(EXCERPT PROVIDED):
— Start —

A Stars Aligned Priest is nowhere near competitive, and we don’t think Chalk Artist makes it one. Not every legendary minion out there has a game changing ability that can cheese games when it’s played early. There’s no method to madness here. This is a fun meme card for those looking to have fun rather than win.
Score: 1
Repackage
Repackage is a… repacked Psychic Scream. Same cost and ability to bypass deathrattles, Repackage yoinks ALL minions from the board and sends them into the deck. The difference is that Repackage puts all the minions into a 2-cost spell that is shuffled into the opponent’s deck. For the opponent to be able to play these minions, they need to cast the 2-cost spell. It works like a Fizzle Snapshot.
For most intents and purposes, this is Psychic Scream, one of the most powerful AOE effects in the history of the game. It is Psychic Scream that elevated Razakus Priest from a competitive deck during Knights of the Frozen Throne, into a dominant deck during Kobolds & Catacombs.
We do think Repackage feels a little better to play against. Psychic Scream could shuffle a bunch of trash minions into your deck, so you’d draw each minion separately. It had a disruptive effect on your draws, much like a Bad Luck Albatross. The Repackaged box is just one draw, and it could be a decent find in the right circumstances.
Nevertheless, this is a debilitating AOE effect that instantly goes into every Priest deck with even the slightest need of reactive tools. It’s the first removal card you put into your Priest deck. A massive boost in the class’ survivability, to complement what might be its newfound late game lethality.
Is this a sign of history returning?
Score: 4
Raza the Resealed
Speaking of Raza Priest… Raza has returned with the same iconic cost and stats distribution. Once again, Raza modifies your hero power, but does not require the highlander deck restriction. Interestingly, his ability is akin to the one of his old partner, Shadowreaper Anduin. For the rest of the game, your hero power is refreshed every time you play a card.
This works on newly acquired hero powers too, so if you play Raza and then play Reno, Reno’s hero power will refresh accordingly. However, note that Reno’s hero power does not switch form on each use. The same hero power will persist through the full turn, even if refreshed multiple times.
Reno has one hero power that is particularly scary with Raza: Arcane Bullet that refreshes mana crystals every time we cast it, so we could potentially set its cost to 0 mana with Papercraft Angel and just machine gun our opponent to death. It’s one of seven different hero powers, so the Priest must wait for the turn when it randomly comes online. Not as reliable as Shadowreaper Anduin.
But even if we don’t get infinite mana on a single turn, Raza seems to have great synergy with Reno regardless of the hero power. Damage is damage.
Another deck that will likely use Raza is Overheal Priest. In this deck, there’s no need to convert our hero power, because repeatedly healing Heartbreaker Hedanis thanks to Papercraft Angel is going to deal insane amounts of damage to our opponent.
We expect Raza to become a cornerstone card in the class going forward. Get ready.
Score: 4
Timewinder Zarimi
As the final punchline, we’ve got Timewinder Zarimi, which is… Time Warp. Priest is getting a 5-mana 4/6 Time Warp. What? Hello?
Zarimi gives the Priest an extra turn if they’ve summoned 5 other Dragons over the course of the game. This can only happen once per game. You cannot play multiple copies of Zarimi and get more than one extra turn. This is a logical limitation considering Priest has access to Power Word: Synchronize and Creation Protocol. It would be absurdly broken otherwise.

— End —

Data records
— Start —

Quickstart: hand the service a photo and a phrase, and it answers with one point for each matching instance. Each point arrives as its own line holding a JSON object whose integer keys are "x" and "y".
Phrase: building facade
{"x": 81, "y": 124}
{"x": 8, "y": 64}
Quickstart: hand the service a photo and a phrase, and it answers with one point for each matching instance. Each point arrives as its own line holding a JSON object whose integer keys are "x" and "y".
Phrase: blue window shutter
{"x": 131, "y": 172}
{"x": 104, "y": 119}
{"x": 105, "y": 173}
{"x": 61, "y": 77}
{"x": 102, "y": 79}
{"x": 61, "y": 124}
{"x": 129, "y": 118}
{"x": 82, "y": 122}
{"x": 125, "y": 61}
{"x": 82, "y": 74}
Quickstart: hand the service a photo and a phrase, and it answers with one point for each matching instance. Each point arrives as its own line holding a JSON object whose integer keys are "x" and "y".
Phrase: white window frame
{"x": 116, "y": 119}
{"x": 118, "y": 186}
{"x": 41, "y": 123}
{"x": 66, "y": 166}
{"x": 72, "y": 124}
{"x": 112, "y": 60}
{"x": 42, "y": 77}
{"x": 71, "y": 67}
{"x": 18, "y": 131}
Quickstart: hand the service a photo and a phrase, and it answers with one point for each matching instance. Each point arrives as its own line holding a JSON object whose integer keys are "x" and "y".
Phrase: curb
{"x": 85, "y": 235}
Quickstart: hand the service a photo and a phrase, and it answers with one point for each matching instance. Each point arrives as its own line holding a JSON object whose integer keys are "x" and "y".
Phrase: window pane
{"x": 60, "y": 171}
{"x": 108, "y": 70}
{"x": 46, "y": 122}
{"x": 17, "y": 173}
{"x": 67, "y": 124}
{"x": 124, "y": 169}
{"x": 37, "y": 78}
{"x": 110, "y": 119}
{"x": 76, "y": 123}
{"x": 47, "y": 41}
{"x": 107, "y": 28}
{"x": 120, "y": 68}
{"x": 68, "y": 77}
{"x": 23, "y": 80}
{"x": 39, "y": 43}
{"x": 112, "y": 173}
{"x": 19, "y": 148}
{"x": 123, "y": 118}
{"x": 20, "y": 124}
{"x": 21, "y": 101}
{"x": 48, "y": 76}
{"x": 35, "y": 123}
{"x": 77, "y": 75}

— End —

(PROBLEM SET):
A. Using the Priest card review, decide whether each statement agrees with it. Answer yes or no for each and quote the words that decide it.
(i) Repackage puts the removed minions into a spell that goes into the opponent's deck.
(ii) Raza the Resealed requires the highlander deck restriction.
(iii) Playing several copies of Timewinder Zarimi can give more than one extra turn.
B. Answer these questions from the Priest card review.
(i) Which deck did Psychic Scream elevate into a dominant deck?
(ii) How many different hero powers does Reno have?
(iii) What mana cost and stats does Timewinder Zarimi have?
C. List every card name in the Priest card review that stands alone on its own line as a section heading.
The records are separate from the Priest card review.

(OUTPUTS):
A.
(i) Yes: "puts all the minions into a 2-cost spell that is shuffled into the opponent’s deck"
(ii) No: "but does not require the highlander deck restriction"
(iii) No: "You cannot play multiple copies of Zarimi and get more than one extra turn."

B.
(i) Razakus Priest
(ii) Seven
(iii) 5 mana, 4/6

C.
Repackage
Raza the Resealed
Timewinder Zarimi